# Data entries start
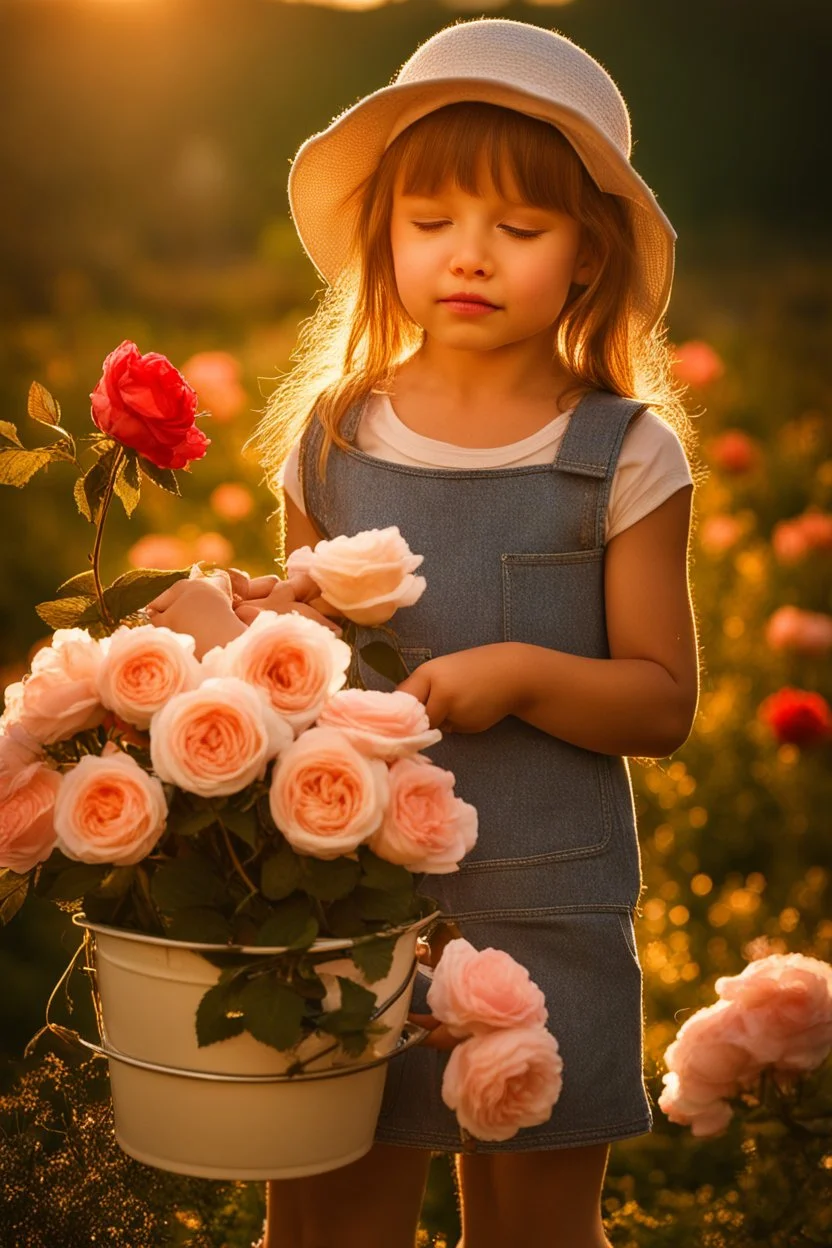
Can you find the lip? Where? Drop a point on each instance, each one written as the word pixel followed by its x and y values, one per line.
pixel 468 297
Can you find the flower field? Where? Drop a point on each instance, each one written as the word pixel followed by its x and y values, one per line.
pixel 734 828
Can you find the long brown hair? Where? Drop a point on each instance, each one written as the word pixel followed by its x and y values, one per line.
pixel 361 332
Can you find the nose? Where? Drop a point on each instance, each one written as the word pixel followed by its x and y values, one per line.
pixel 470 257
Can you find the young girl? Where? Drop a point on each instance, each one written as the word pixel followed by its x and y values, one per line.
pixel 488 372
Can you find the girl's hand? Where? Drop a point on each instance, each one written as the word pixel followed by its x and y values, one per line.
pixel 272 594
pixel 439 1035
pixel 198 607
pixel 429 951
pixel 469 690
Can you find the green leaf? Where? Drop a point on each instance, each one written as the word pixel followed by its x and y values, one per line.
pixel 14 890
pixel 293 924
pixel 191 823
pixel 129 482
pixel 71 885
pixel 386 660
pixel 188 881
pixel 9 433
pixel 116 882
pixel 84 584
pixel 43 407
pixel 374 957
pixel 218 1015
pixel 242 824
pixel 329 880
pixel 379 874
pixel 74 612
pixel 280 874
pixel 162 477
pixel 18 467
pixel 96 479
pixel 344 919
pixel 80 499
pixel 392 907
pixel 273 1012
pixel 357 1006
pixel 200 924
pixel 132 590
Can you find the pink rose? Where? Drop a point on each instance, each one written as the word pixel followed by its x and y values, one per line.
pixel 785 1007
pixel 327 798
pixel 386 725
pixel 296 660
pixel 366 577
pixel 710 1056
pixel 216 739
pixel 18 764
pixel 26 828
pixel 704 1117
pixel 60 695
pixel 697 363
pixel 475 991
pixel 805 632
pixel 142 668
pixel 503 1081
pixel 109 810
pixel 425 828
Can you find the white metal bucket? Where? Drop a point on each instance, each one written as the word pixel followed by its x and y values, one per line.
pixel 228 1110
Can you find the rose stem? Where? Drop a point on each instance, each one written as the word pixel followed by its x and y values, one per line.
pixel 238 867
pixel 99 534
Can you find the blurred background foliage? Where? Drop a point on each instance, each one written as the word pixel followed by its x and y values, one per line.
pixel 145 157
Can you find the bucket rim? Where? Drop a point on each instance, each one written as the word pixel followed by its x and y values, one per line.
pixel 318 946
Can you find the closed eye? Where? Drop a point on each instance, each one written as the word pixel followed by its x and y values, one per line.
pixel 430 226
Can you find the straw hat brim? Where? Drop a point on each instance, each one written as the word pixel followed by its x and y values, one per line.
pixel 329 165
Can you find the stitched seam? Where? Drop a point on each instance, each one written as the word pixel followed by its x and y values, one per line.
pixel 633 1126
pixel 600 907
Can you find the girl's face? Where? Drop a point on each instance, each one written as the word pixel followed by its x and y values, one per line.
pixel 520 258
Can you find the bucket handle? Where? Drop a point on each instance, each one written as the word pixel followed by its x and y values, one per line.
pixel 411 1036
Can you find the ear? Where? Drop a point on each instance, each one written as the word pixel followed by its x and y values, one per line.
pixel 586 265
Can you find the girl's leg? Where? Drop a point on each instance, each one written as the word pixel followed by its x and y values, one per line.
pixel 371 1203
pixel 535 1199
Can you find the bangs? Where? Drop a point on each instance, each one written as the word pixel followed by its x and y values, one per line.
pixel 472 144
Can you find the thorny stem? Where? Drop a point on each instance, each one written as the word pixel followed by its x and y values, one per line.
pixel 238 867
pixel 99 536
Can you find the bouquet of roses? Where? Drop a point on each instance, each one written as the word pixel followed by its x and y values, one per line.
pixel 258 795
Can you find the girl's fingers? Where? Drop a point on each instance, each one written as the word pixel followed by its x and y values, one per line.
pixel 303 587
pixel 240 583
pixel 166 598
pixel 261 587
pixel 439 1035
pixel 246 612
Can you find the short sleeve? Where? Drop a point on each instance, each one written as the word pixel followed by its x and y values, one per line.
pixel 290 479
pixel 651 467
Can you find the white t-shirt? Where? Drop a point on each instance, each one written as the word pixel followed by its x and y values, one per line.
pixel 651 463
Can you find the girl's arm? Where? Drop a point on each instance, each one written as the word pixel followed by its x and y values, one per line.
pixel 640 702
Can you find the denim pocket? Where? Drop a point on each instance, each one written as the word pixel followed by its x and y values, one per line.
pixel 555 599
pixel 628 929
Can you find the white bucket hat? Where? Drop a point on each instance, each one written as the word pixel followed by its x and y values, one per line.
# Data entries end
- **Exercise requirements**
Write out every item above word for word, leaving out the pictures.

- **Full solution**
Can you find the lip? Where? Drop a point on each instance, each one written as the word pixel followed by its x and y values, one per line.
pixel 468 297
Can you find the flower field? Where? Drop a point on each instance, each one written as the word pixel followed by its x and y values, one per line.
pixel 734 828
Can you find the long brown hair? Where? Drop a point on each instance, each one written as the word pixel followed by its x and y values, one per line.
pixel 361 332
Can you find the nose? Where? Drop a point on each instance, each one written as the word pixel followed by its x and y values, one per line.
pixel 470 257
Can you find the young girl? Where? Drop a point on each instance, each one written as the word pixel followed by its x and y values, one per line.
pixel 488 372
Can you find the girl's hand? Where? Drop a point on each instance, each one written as the word pixel followed by its x and y values, one per line.
pixel 272 594
pixel 439 1035
pixel 198 607
pixel 429 951
pixel 469 690
Can you find the green leaf? Where? Drop a point on each instance, each one written as the word pixel followed by its x and y values, one per line.
pixel 14 890
pixel 293 924
pixel 191 823
pixel 129 482
pixel 71 885
pixel 386 660
pixel 188 881
pixel 9 433
pixel 116 882
pixel 84 584
pixel 43 407
pixel 374 957
pixel 218 1015
pixel 242 824
pixel 329 880
pixel 379 874
pixel 74 612
pixel 280 874
pixel 162 477
pixel 18 467
pixel 96 479
pixel 344 919
pixel 80 499
pixel 392 907
pixel 273 1012
pixel 357 1006
pixel 200 924
pixel 132 590
Can you find the pink rose? Where? Drop a point on each instance, each one written as the word pixel followed by its x and y values, one per line.
pixel 785 1007
pixel 327 798
pixel 386 725
pixel 296 660
pixel 366 577
pixel 710 1056
pixel 216 739
pixel 18 764
pixel 26 828
pixel 704 1117
pixel 60 695
pixel 697 363
pixel 475 991
pixel 805 632
pixel 142 668
pixel 503 1081
pixel 109 810
pixel 425 828
Can you find the white metal bucket? Where? Drop a point on each instance, each one written as the word pixel followed by its x and y values, one per line.
pixel 228 1110
Can you find the rose stem? Where? Drop a point on each instance, each one written as the word pixel followed by its x and y values, one per line.
pixel 238 867
pixel 99 534
Can you find the blurred background foliage? Where? Drop a point on each instance, each one written as the word pixel followed by its x and y values, one per line.
pixel 145 157
Can you find the bucket rim? Where? Drop a point on each instance, each one written as the word pixel followed by its x and y values, one per line.
pixel 318 946
Can you find the closed eye? Where? Drop a point on each instance, each one written as the word pixel followed by its x and y values, one per line.
pixel 430 226
Can you find the straw hat brim? Where? Drop a point on each instance, each one written as the word pixel followed by its x and y values, one per line.
pixel 329 165
Can you find the stitched seam? Where? Drop a point on each instance, each one written as the word pixel followed by its x and y values, one per line.
pixel 633 1126
pixel 600 907
Can you find the girl's face? Where? Drop a point on each instance, each one written as the word pixel followed by its x and y values, one per line.
pixel 520 258
Can you find the bucket handle? Where? Drop a point on each instance, each one written as the word pixel followed by its x and y values, one per line.
pixel 411 1036
Can you find the ear? Where? Drop a point on each instance, each one written as the word pixel followed by its x and y values, one per line.
pixel 586 265
Can you find the girl's leg? Where? Drop a point on each instance, each one written as the word pixel followed by its x and y values, one per line.
pixel 371 1203
pixel 535 1199
Can you find the bangs? Where? Drop a point on each instance, each one written as the word pixel followed by its x and y values, one per line.
pixel 472 144
Can you find the thorny stem? Where? Drop a point on each instance, each one written as the word pixel followed by its x and y values, one per line.
pixel 238 867
pixel 99 536
Can you find the bouquet of roses? Where? Drop a point on each instance, each one written as the word pixel followed by its x and y values, one per line.
pixel 258 795
Can you find the girl's fingers? Where? Drop a point on each instance, each one written as the word pixel followed by its x and y values, one per line.
pixel 303 587
pixel 240 583
pixel 166 598
pixel 261 587
pixel 439 1035
pixel 246 612
Can you find the short sleeve? Where? Drop a point on each instance, each one written as the word pixel followed by its x and y values, one per line.
pixel 290 479
pixel 651 467
Can you find the white t-shirt? Where? Drop a point on each instance, each one written as the word pixel followed by its x and y values, one per line.
pixel 651 463
Can you find the girl's arm? Where? Drop a point on each instance, each one written as the word pixel followed by its x and y values, one per line.
pixel 640 702
Can you find the denim pocket? Where? Drop a point on each instance, each one written as the word pixel followed by its x and y values, one per line.
pixel 555 599
pixel 628 929
Can you find the white bucket hat? Where? Drop a point on each instance, each one written as the word pixel followed by its x and y values, one per line.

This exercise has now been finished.